-- WORK ITEM --
When you restate the records, do so word for word and omit any picture they contain.

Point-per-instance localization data
☆ ☆ ☆ ☆ ☆ ☆ ☆

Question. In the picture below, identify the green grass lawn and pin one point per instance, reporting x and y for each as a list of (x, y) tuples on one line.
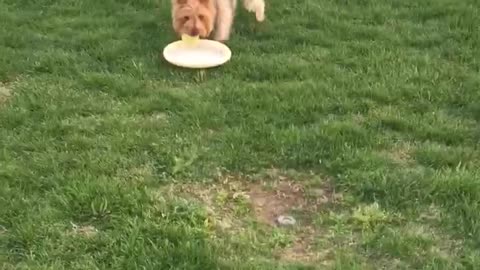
[(360, 118)]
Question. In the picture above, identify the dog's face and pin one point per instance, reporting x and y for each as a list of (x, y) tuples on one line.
[(193, 17)]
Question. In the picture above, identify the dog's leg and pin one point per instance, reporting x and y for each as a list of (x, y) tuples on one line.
[(225, 16), (256, 6)]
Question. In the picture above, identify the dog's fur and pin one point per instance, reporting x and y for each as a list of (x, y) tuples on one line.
[(202, 17)]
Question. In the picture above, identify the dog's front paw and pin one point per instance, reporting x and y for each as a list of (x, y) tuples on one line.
[(221, 38)]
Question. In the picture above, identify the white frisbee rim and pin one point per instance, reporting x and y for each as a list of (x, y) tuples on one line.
[(211, 43)]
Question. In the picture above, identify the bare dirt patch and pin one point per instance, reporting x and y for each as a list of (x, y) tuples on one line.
[(233, 202), (5, 93), (85, 231), (400, 154)]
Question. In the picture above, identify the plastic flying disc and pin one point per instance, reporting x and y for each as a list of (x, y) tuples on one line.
[(191, 52)]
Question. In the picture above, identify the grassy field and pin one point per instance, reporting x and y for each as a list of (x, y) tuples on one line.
[(358, 117)]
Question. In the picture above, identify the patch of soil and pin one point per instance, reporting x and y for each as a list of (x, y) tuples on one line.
[(5, 93)]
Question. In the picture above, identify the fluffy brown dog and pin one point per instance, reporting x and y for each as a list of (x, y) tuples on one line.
[(202, 17)]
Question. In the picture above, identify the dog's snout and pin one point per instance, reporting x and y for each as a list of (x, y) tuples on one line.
[(195, 32)]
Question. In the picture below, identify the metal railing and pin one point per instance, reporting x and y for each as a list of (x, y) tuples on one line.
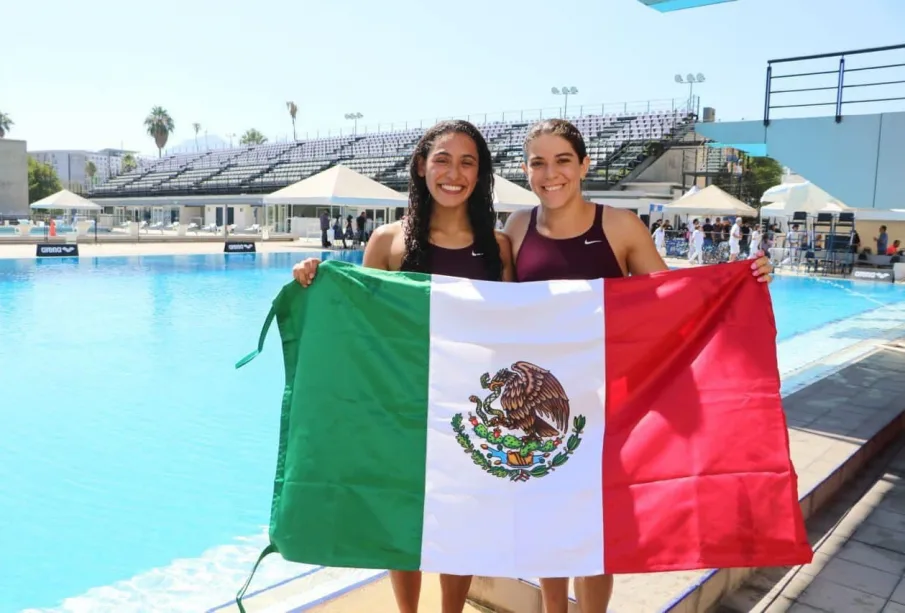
[(839, 73)]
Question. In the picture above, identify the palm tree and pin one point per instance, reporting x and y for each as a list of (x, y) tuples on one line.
[(129, 163), (6, 123), (252, 137), (293, 109), (160, 125), (90, 170)]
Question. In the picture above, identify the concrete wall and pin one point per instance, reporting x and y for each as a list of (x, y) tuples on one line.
[(13, 177), (243, 215), (859, 161)]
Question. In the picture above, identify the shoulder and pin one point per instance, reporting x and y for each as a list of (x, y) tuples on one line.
[(518, 221), (388, 231), (504, 243)]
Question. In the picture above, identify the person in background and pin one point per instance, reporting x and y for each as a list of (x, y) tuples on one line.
[(567, 237), (882, 241), (696, 244), (448, 230), (793, 244), (660, 239), (746, 239), (735, 240), (754, 243)]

☆ ☆ ☆ ☆ ☆ ☆ ☆

-- WRITTEN RESPONSE --
Question. In the picture below, identify the green grass lawn and pin one point per instance, reporting x and y for each as a list of (x, y) tuples on one line.
[(360, 118)]
Question. In the picture above, identify the dog's face and pin one point per instance, reporting x and y for each as a list of (x, y) tuples on one line.
[(193, 17)]
Question. In the picture above, identify the dog's leg and pin one point per instance, reporting x and y for each as a list of (x, y) tuples on one line.
[(225, 16), (256, 6)]
Question. In the picture above, identify the dog's fur and pin one point per instance, reporting x and y for each as a list of (x, y) tuples on one line.
[(202, 17)]
Question. In the picture above, identify the dog's front paw and pin one point per instance, reporting x and y for each as a list of (x, y) tuples on one line.
[(221, 38)]
Question. In the picture above, identify the white frisbee rim and pin one point per instance, reporting x and y for each as a list of (x, y) tuples on one line.
[(211, 43)]
Question. In the picture above, identify the bare dirt patch and pin one point per instance, reporting x and y for each as a list of (x, y) tuples on one line.
[(233, 202), (5, 93), (85, 231), (400, 154)]
Question. In the picture above, identify the plastic flying disc and pin one point per instance, reporting x and y for each as a list of (x, y) tuples on one line.
[(191, 52)]
Question. In the picture above, identify the grassy field and pin one point per instance, reporting x and y for each as a list of (x, y) tuples on one line.
[(358, 117)]
Question. In the picture above, identify the patch of soil and pin one point per instance, reporting x and y for each as a list of (x, y) tuples on one line.
[(5, 93)]
Question. In the picture above, identify the fluffy brown dog and pin one point per instance, reporting x and y for each as a list of (x, y) tuples on one line.
[(202, 17)]
Question. In the picture above, identify the dog's snout and pin one point per instance, reporting x and y for each as a list of (x, y) tuples on one line.
[(195, 32)]
Question. In the picture below, identify the metal railing and pin one point per instance, reporting x and y for each as a list of (x, y) tuples on one line.
[(839, 73)]
Question. In the picture above, identify the palm tree and pin one point per instance, reporting x and y for each as a list of (x, y) tuples on one line.
[(129, 163), (6, 123), (252, 137), (293, 109), (160, 125), (90, 170)]
Question. In the picture above, identify the concrete wall and pin one point per instance, reporting x and y for each as a list of (x, y) tuples on one line.
[(13, 177), (243, 215), (859, 161)]
Question. In the picture above, identify the shoulder and pin one point per instance, reporting x and y for each as a list of (x, y) tuples on one line.
[(518, 221), (388, 231), (504, 243)]
Question. In the picture above, identify the person in background and pin one point per instance, reporting x and y for each as a list of (x, y) tuples on one line.
[(567, 237), (882, 241), (696, 244), (448, 230), (793, 244), (660, 239), (746, 239), (735, 240), (754, 243)]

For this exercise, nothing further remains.